# [Written instruction]
In the listing below, locate the line containing "Could you point to the dry"; reproduce that line and all lines that follow it, unchanged.

BEGIN Data for the task

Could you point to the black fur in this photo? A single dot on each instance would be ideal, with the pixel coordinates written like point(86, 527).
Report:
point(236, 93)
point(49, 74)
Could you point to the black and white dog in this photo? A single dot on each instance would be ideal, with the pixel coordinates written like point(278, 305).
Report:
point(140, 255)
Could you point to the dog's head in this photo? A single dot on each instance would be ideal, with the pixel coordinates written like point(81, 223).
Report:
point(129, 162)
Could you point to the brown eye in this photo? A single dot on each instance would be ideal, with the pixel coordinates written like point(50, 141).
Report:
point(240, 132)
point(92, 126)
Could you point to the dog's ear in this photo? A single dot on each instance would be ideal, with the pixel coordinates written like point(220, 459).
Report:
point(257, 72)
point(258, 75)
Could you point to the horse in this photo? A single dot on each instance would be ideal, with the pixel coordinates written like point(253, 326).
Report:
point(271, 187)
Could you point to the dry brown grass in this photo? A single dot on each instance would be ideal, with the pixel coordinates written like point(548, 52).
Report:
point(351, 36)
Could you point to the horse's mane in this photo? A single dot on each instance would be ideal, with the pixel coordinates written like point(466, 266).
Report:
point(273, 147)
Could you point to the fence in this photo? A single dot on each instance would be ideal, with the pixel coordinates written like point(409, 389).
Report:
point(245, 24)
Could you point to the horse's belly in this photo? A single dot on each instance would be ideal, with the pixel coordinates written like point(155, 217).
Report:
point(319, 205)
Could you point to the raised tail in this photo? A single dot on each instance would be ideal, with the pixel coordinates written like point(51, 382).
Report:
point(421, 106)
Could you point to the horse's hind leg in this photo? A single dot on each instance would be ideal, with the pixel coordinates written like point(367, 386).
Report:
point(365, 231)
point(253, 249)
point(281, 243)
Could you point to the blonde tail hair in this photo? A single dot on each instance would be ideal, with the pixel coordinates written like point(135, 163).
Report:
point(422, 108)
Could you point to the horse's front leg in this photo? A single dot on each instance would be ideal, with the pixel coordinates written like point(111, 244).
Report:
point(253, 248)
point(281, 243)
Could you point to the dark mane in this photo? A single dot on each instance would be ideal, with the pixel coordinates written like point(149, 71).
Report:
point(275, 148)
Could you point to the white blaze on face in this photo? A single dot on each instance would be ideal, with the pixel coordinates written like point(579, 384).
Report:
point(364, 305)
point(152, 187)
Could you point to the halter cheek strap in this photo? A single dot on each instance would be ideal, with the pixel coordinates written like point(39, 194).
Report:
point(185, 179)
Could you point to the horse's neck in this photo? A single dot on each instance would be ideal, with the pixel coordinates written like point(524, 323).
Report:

END Data for the task

# [Reply to the task]
Could you point to the dry brown grass in this photo? A single dot on each instance would be ideal, with the pixel coordinates written like point(548, 52).
Report:
point(351, 36)
Could you point to the horse's mane in this photo? A single dot on each instance would be ideal, with the pixel coordinates written like point(466, 266).
Report:
point(273, 147)
Could you point to the fence in this photo? A single dot on each instance would be ideal, with the pixel coordinates written like point(409, 389).
Report:
point(245, 24)
Could you point to the horse's belly in this photo? A single dot on each instance would be ideal, with the pixel coordinates written like point(155, 217).
Report:
point(319, 205)
Could you point to the raised tail in this photo? A single dot on each instance would be ideal, with the pixel coordinates written like point(51, 382).
Report:
point(421, 106)
Could you point to the horse's hind leg in this photo? A single dot on each instance would be ideal, with the pixel coordinates written like point(367, 386).
Report:
point(365, 231)
point(253, 249)
point(281, 243)
Could you point to the blonde tail hair in this photo? A single dot on each instance would be ideal, with the pixel coordinates written like point(135, 163).
Report:
point(422, 108)
Could you point to the horse's front leg in this photo? A single dot on each instance would be ideal, with the pixel coordinates written like point(111, 244).
Report:
point(253, 248)
point(281, 243)
Could you point to the dark mane in this photo? A single dot on each instance would be ideal, with the pixel coordinates written like point(149, 71).
Report:
point(275, 148)
Could you point to the white blaze on face in this photo? A single dot on each instance would be ideal, with the pixel coordinates written like point(579, 384).
Report:
point(364, 305)
point(152, 187)
Could you point to the halter cheek strap in this photo? A single dot on each instance would be ideal, with the pixel coordinates written like point(39, 194).
Report:
point(185, 179)
Could you point to the horse's neck in this photo? A single dot on each instance would be ideal, with the pixel coordinates written like point(524, 323).
Report:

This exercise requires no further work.